Every line holding the string "hind" is to be copied from the entries below.

Stored entries:
_ _ _ _ _ _ _

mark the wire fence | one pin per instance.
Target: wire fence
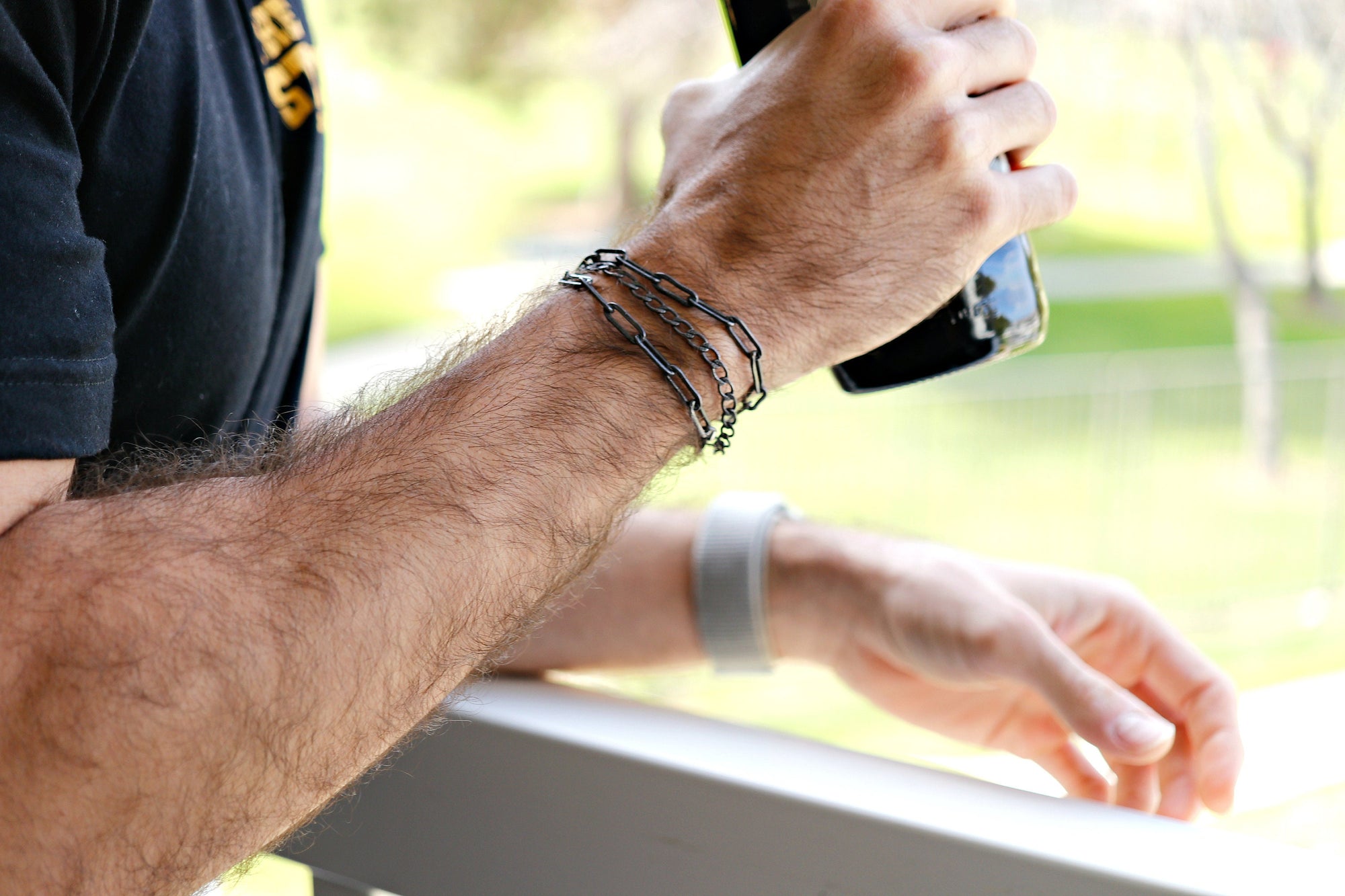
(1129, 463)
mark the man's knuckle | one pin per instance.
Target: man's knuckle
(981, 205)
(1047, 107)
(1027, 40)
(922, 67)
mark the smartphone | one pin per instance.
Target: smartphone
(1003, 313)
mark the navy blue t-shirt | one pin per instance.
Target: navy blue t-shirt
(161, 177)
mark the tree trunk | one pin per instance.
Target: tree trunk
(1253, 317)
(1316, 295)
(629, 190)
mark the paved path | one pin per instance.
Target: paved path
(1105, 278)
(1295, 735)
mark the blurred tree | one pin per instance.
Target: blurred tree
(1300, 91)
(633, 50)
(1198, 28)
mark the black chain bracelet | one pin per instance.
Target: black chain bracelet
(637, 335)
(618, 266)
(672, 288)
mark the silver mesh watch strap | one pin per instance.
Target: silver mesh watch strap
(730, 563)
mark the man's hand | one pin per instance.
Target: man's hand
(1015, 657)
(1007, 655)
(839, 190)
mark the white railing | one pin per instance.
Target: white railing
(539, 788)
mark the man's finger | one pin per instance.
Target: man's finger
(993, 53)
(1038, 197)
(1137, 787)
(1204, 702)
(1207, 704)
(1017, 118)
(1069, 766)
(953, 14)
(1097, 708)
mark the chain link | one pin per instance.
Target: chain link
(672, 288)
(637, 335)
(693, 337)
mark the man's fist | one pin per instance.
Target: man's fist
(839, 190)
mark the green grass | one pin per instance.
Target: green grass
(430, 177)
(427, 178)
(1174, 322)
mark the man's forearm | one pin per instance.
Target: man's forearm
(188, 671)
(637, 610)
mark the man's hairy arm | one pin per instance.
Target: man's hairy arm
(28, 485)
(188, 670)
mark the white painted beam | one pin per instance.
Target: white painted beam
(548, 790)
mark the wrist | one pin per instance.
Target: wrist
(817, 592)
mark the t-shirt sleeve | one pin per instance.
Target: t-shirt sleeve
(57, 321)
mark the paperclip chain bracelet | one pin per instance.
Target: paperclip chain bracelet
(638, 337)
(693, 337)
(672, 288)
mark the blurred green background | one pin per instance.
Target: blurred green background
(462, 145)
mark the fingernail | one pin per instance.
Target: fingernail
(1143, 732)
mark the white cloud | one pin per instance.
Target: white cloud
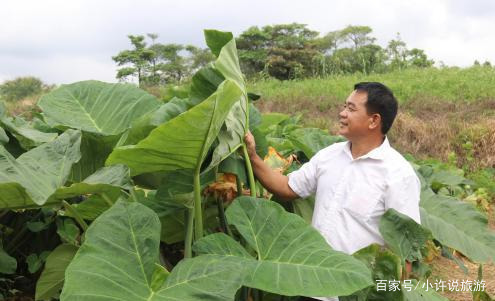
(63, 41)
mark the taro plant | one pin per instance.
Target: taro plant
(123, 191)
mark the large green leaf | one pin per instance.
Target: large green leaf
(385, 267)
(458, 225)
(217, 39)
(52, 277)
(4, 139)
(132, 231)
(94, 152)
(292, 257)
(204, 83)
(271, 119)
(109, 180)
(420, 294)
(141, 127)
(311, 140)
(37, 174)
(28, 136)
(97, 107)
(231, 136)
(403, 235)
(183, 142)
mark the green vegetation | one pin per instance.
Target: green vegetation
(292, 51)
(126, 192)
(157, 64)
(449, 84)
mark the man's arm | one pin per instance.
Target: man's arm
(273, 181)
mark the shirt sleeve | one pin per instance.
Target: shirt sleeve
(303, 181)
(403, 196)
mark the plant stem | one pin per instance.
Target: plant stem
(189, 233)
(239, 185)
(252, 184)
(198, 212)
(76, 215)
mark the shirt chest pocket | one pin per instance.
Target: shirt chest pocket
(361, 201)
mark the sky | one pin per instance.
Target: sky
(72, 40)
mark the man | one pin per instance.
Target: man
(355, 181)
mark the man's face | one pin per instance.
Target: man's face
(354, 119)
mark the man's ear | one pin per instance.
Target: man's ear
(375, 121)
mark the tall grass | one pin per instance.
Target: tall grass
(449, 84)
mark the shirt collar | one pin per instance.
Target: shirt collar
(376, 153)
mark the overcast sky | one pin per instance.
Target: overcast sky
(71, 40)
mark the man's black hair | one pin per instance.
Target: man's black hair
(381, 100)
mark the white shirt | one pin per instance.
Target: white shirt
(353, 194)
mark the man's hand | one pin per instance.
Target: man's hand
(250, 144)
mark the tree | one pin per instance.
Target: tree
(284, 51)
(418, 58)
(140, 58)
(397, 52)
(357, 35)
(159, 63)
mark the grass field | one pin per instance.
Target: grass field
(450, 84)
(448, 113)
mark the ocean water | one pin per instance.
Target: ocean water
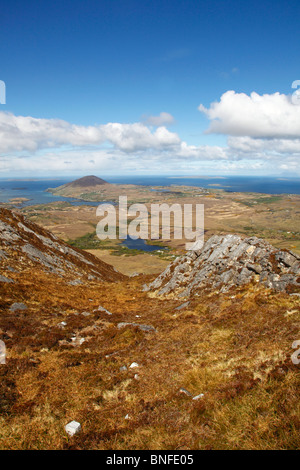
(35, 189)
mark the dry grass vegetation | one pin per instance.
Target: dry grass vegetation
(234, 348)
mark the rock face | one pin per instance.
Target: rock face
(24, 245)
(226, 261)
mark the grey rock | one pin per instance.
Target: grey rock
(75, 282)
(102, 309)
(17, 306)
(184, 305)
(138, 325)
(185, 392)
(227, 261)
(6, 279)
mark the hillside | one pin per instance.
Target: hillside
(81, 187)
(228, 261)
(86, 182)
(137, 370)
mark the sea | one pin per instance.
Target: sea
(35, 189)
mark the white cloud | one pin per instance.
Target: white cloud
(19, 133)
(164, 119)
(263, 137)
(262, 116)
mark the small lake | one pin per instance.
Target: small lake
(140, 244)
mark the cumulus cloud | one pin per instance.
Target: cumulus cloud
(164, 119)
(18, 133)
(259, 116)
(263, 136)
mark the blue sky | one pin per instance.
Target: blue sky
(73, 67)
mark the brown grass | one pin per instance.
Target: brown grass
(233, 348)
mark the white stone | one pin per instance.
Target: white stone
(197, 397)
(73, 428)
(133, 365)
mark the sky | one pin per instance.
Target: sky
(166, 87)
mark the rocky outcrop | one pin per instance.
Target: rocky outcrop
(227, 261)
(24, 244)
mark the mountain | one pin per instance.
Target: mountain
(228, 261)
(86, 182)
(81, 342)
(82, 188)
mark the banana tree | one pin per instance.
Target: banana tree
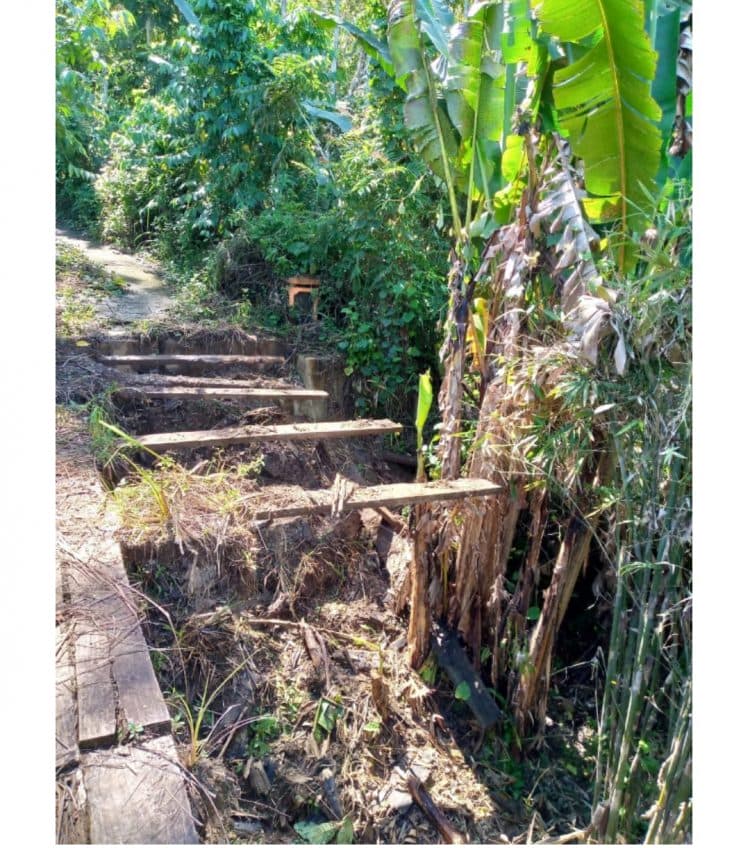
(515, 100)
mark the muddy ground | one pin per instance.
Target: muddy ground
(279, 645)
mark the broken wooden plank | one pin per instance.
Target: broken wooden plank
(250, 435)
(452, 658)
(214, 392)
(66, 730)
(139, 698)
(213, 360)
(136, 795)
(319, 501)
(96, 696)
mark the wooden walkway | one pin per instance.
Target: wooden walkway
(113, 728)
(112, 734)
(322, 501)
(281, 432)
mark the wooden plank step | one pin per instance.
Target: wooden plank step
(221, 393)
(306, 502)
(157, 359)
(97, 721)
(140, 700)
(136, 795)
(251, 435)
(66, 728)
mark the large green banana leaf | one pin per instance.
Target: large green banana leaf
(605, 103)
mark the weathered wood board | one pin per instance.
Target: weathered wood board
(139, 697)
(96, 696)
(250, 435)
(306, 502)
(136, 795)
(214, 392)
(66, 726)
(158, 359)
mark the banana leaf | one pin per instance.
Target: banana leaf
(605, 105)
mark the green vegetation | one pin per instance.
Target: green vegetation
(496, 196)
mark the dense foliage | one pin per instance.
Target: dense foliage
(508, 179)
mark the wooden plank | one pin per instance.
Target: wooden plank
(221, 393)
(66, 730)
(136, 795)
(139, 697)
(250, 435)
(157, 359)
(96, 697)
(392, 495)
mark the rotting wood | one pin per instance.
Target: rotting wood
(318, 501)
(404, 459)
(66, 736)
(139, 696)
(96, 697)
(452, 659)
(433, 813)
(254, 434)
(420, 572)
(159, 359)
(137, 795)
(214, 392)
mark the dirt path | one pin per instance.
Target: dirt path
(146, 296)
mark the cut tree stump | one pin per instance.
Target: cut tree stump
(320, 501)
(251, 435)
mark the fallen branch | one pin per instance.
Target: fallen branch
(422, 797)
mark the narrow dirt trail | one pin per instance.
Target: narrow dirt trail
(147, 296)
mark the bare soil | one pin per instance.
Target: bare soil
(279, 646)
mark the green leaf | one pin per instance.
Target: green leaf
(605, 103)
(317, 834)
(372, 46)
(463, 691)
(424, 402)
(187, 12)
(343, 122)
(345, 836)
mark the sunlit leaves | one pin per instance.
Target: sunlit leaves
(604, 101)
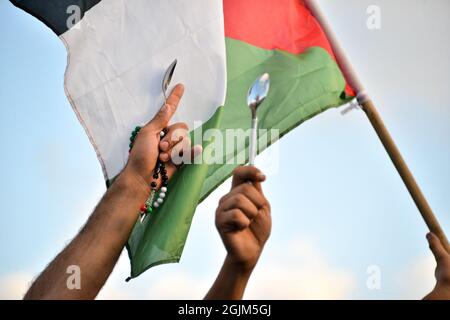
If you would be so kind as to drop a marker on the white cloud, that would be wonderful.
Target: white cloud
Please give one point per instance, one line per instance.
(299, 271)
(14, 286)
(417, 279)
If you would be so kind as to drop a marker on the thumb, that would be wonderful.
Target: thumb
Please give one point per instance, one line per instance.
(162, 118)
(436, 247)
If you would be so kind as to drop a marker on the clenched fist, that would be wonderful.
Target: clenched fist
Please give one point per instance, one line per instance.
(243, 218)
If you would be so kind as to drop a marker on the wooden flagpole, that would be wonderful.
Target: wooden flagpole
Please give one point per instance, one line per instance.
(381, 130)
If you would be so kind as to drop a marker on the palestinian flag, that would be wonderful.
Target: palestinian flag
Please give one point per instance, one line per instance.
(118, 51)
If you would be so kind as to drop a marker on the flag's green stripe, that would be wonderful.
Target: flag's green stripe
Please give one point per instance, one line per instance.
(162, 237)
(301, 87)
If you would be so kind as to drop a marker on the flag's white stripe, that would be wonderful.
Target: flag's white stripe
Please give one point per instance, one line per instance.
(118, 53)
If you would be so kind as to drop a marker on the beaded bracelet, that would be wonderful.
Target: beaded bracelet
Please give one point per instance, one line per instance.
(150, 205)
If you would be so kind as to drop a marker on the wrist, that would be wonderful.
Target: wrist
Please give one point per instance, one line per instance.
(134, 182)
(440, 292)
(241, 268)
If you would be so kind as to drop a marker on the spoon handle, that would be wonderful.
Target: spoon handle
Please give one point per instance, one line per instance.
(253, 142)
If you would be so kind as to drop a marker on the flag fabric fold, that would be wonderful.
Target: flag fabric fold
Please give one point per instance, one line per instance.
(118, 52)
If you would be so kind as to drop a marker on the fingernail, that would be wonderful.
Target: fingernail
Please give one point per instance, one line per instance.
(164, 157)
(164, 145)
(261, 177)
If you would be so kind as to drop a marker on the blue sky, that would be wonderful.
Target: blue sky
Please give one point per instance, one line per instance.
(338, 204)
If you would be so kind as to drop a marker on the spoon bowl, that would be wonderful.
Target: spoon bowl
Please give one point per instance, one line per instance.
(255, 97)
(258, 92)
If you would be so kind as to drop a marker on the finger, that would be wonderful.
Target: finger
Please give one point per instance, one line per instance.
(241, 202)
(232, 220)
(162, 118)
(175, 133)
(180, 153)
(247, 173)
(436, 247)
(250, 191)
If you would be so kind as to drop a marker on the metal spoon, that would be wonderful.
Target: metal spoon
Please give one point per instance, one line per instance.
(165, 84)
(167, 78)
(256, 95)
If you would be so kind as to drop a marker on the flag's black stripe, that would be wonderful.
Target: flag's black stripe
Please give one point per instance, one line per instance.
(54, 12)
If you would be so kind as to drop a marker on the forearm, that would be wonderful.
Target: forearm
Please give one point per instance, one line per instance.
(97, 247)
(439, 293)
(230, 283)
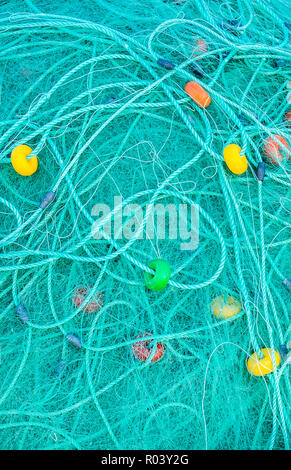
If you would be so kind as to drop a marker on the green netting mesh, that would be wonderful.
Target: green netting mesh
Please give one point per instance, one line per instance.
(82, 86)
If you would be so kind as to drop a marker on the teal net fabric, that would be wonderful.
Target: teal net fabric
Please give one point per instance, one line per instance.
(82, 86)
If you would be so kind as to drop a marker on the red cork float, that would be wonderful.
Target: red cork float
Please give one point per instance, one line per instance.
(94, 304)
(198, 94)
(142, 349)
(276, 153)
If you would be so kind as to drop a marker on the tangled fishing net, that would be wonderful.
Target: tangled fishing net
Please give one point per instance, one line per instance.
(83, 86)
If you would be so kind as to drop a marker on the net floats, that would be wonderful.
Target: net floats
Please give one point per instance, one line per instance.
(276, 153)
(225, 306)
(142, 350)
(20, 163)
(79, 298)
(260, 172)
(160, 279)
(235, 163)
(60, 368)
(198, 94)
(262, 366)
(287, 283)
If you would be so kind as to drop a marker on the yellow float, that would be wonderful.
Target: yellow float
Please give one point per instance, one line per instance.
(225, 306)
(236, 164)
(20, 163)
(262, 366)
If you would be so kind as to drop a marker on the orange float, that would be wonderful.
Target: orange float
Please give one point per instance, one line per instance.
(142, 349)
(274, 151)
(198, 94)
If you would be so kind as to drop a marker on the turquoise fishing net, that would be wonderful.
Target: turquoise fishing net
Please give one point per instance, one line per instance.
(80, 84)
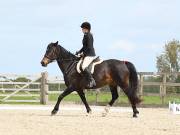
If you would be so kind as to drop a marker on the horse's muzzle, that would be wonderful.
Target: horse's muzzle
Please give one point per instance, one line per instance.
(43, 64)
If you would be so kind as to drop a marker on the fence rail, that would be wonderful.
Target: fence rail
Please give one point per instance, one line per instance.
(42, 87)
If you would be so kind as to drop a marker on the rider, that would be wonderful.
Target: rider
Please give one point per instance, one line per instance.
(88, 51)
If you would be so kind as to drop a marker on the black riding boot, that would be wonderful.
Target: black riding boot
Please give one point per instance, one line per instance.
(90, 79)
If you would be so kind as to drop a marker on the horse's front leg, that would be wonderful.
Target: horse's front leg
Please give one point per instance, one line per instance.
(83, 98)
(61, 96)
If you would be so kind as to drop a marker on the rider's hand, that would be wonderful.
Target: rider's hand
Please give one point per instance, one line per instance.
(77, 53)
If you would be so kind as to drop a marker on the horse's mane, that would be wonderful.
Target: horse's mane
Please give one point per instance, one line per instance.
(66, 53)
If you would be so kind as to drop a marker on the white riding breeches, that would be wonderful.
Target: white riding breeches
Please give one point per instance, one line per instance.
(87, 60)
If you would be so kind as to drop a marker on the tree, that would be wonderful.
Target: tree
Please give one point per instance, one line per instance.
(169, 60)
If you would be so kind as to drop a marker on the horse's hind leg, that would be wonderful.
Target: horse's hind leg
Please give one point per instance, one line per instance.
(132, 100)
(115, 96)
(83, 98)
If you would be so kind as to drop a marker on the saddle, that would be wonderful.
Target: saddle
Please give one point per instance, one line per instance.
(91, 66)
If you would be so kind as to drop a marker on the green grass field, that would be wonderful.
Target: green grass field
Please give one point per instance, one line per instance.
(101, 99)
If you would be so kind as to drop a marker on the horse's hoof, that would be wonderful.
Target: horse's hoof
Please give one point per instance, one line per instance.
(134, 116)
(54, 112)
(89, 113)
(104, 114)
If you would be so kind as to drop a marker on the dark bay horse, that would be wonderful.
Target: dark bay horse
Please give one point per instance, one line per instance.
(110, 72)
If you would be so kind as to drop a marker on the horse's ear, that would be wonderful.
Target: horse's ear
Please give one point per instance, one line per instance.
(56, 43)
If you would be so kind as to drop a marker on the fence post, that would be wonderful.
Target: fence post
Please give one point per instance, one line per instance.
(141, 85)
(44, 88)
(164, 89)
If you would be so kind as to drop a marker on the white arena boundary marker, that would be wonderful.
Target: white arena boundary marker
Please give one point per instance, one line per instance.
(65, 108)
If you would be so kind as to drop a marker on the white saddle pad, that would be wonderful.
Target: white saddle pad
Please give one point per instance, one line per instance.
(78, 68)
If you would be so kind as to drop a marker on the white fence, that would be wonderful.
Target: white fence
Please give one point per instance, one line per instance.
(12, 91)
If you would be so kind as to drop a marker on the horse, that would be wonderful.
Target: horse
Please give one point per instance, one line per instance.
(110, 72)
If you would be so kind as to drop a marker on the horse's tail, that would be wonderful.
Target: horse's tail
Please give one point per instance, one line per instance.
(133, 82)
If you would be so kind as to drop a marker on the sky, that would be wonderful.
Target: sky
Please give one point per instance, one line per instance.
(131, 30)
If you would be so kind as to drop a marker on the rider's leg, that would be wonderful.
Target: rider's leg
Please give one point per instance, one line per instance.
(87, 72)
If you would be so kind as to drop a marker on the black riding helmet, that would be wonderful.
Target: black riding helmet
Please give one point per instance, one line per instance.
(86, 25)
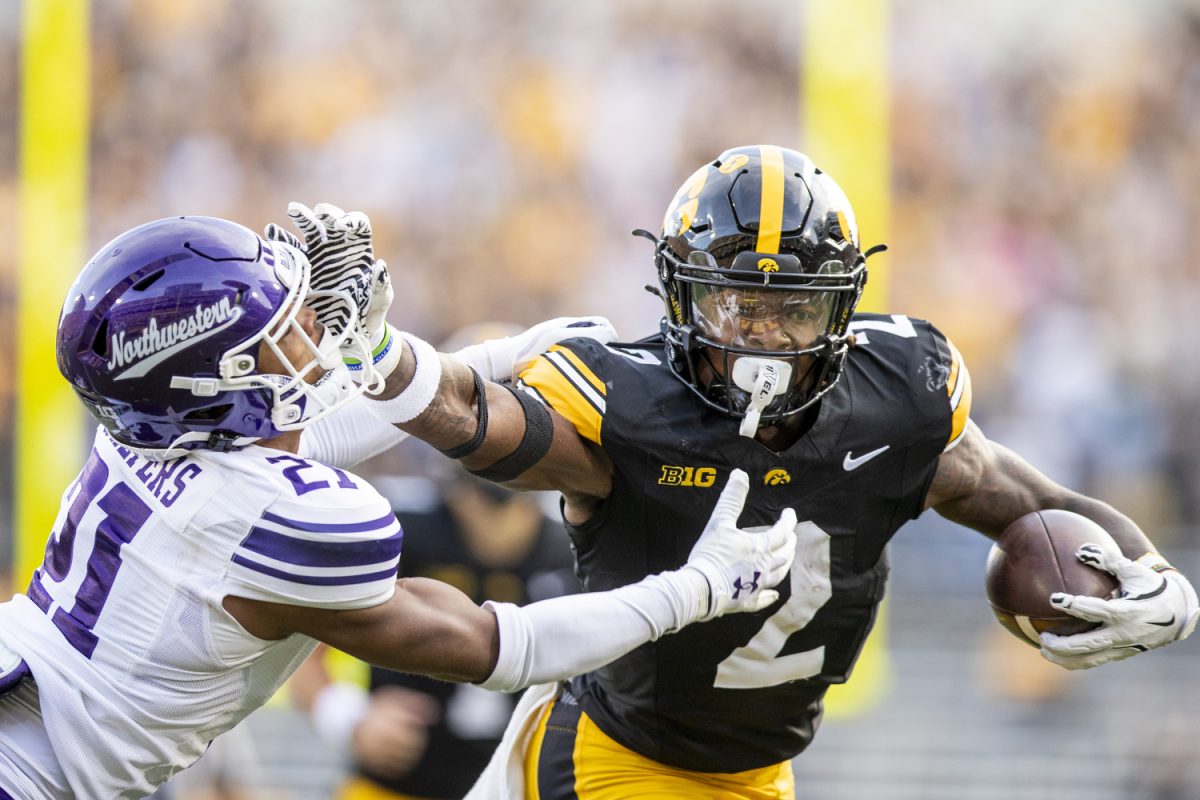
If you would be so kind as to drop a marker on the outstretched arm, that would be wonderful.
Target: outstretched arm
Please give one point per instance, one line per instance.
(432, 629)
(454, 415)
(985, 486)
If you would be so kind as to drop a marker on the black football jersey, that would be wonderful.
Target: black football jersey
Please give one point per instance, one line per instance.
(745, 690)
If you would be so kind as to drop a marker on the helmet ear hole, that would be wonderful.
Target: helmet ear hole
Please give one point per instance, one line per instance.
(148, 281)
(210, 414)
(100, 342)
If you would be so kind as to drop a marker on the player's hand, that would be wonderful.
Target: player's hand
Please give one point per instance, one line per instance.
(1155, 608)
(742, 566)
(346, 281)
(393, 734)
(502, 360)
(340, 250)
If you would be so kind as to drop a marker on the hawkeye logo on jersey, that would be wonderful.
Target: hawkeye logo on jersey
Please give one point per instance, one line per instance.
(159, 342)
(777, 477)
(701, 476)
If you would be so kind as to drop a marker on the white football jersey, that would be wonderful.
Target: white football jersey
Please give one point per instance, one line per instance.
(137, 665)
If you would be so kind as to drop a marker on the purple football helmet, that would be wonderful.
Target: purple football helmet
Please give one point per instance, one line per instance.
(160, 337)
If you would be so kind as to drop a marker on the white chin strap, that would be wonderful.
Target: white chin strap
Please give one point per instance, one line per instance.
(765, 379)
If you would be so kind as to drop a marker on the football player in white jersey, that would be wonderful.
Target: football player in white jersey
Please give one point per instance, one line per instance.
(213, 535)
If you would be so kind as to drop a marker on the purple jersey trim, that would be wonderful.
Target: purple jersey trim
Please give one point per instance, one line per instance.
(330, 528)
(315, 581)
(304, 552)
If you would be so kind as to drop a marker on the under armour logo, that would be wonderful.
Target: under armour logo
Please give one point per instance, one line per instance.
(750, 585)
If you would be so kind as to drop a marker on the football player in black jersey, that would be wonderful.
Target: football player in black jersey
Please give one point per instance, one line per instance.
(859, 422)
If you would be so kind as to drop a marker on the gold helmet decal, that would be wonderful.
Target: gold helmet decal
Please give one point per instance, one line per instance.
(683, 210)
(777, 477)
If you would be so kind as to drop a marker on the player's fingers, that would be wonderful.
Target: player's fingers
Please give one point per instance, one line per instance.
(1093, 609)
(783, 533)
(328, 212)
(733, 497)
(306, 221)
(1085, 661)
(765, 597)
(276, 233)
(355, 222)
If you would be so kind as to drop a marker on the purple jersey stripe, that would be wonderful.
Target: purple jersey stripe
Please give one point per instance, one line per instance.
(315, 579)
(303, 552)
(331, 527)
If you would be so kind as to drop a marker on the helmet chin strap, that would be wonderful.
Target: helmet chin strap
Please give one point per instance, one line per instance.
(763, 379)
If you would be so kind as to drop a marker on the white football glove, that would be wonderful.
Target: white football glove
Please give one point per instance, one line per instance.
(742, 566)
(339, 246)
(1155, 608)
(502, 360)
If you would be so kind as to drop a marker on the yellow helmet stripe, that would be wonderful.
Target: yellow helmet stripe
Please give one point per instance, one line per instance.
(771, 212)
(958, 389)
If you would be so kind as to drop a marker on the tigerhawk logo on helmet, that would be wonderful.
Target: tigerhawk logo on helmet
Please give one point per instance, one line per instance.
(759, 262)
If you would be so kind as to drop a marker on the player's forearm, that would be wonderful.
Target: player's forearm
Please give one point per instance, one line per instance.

_ _ _ _ _ _ _

RESULT OF THIS TASK »
If you would be so kind as to drop a marker on the horse's hind leg, that would be wonderful.
Target: horse's hind leg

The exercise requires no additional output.